[Start of ROWS]
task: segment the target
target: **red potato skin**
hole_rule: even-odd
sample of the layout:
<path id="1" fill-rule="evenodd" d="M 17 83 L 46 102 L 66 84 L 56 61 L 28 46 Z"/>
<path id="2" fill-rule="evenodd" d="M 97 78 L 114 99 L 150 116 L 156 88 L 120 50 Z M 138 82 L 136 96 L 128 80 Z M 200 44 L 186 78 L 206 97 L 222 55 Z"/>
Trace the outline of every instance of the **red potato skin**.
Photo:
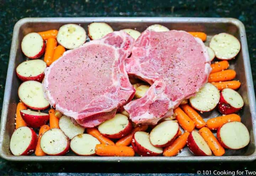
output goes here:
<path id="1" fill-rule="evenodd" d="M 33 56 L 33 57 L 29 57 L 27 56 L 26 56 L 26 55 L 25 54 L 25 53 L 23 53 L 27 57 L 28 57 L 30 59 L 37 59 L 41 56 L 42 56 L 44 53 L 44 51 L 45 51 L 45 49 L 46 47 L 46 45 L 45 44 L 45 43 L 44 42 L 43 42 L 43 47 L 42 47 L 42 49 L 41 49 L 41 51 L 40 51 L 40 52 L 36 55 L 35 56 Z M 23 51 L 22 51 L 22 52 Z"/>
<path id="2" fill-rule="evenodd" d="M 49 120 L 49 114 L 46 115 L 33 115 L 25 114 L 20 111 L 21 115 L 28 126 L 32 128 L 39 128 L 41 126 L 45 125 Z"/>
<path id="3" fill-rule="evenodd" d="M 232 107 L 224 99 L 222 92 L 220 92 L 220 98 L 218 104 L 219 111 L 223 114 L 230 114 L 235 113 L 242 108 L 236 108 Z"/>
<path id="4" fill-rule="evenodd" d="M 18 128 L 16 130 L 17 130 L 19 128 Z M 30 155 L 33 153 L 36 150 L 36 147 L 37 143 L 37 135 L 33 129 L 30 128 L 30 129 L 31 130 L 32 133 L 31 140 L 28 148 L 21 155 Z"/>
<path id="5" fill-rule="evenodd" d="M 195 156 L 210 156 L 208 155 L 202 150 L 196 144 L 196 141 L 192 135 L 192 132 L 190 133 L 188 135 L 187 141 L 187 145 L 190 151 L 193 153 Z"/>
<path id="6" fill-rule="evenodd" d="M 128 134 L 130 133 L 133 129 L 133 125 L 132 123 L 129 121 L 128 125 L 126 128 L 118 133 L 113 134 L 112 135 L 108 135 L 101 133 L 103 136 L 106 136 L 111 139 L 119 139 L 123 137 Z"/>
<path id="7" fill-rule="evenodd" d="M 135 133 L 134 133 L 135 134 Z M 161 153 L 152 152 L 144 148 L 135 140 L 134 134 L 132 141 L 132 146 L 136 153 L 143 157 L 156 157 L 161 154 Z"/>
[End of ROWS]
Pull out every line of the items above and reproduce each one word for word. Leave the pictures out of your answer.

ANSWER TO THIS TASK »
task: segment the target
target: **red potato skin**
hole_rule: even-odd
sample of the layout:
<path id="1" fill-rule="evenodd" d="M 17 83 L 46 102 L 66 84 L 56 61 L 28 46 Z"/>
<path id="2" fill-rule="evenodd" d="M 97 78 L 114 99 L 150 116 L 156 88 L 120 50 Z M 138 82 L 136 96 L 128 80 Z M 200 44 L 186 78 L 206 97 L 222 55 Z"/>
Trace the outline of every instance of the **red potato skin**.
Photo:
output goes here:
<path id="1" fill-rule="evenodd" d="M 33 56 L 33 57 L 29 57 L 27 56 L 26 56 L 26 55 L 25 54 L 25 53 L 23 53 L 27 57 L 28 57 L 30 59 L 37 59 L 41 56 L 42 56 L 44 53 L 44 51 L 45 51 L 45 49 L 46 47 L 46 45 L 45 44 L 45 43 L 44 42 L 43 42 L 43 47 L 42 47 L 42 49 L 41 49 L 41 51 L 40 51 L 40 52 L 36 55 L 35 56 Z M 23 51 L 22 51 L 22 52 Z"/>
<path id="2" fill-rule="evenodd" d="M 49 120 L 49 114 L 46 115 L 33 115 L 25 114 L 20 111 L 21 115 L 28 126 L 32 128 L 39 128 L 41 126 L 45 125 Z"/>
<path id="3" fill-rule="evenodd" d="M 232 107 L 224 99 L 222 92 L 220 92 L 220 98 L 218 104 L 219 111 L 223 114 L 230 114 L 235 113 L 242 108 L 236 108 Z"/>
<path id="4" fill-rule="evenodd" d="M 18 128 L 16 130 L 17 130 L 19 128 Z M 30 155 L 33 153 L 36 150 L 36 147 L 37 143 L 37 135 L 33 129 L 30 128 L 30 129 L 31 130 L 32 133 L 31 140 L 28 148 L 21 155 Z"/>
<path id="5" fill-rule="evenodd" d="M 195 156 L 210 156 L 208 155 L 202 150 L 196 144 L 196 141 L 192 135 L 192 132 L 190 133 L 188 135 L 187 141 L 187 145 L 190 151 L 193 153 Z"/>
<path id="6" fill-rule="evenodd" d="M 128 134 L 130 133 L 133 129 L 133 125 L 132 123 L 129 121 L 128 125 L 126 128 L 118 133 L 113 134 L 112 135 L 108 135 L 101 133 L 103 136 L 106 136 L 111 139 L 119 139 L 123 137 Z"/>
<path id="7" fill-rule="evenodd" d="M 135 133 L 134 133 L 135 134 Z M 161 153 L 152 152 L 144 148 L 135 140 L 134 134 L 132 141 L 132 146 L 136 153 L 143 157 L 156 157 L 161 154 Z"/>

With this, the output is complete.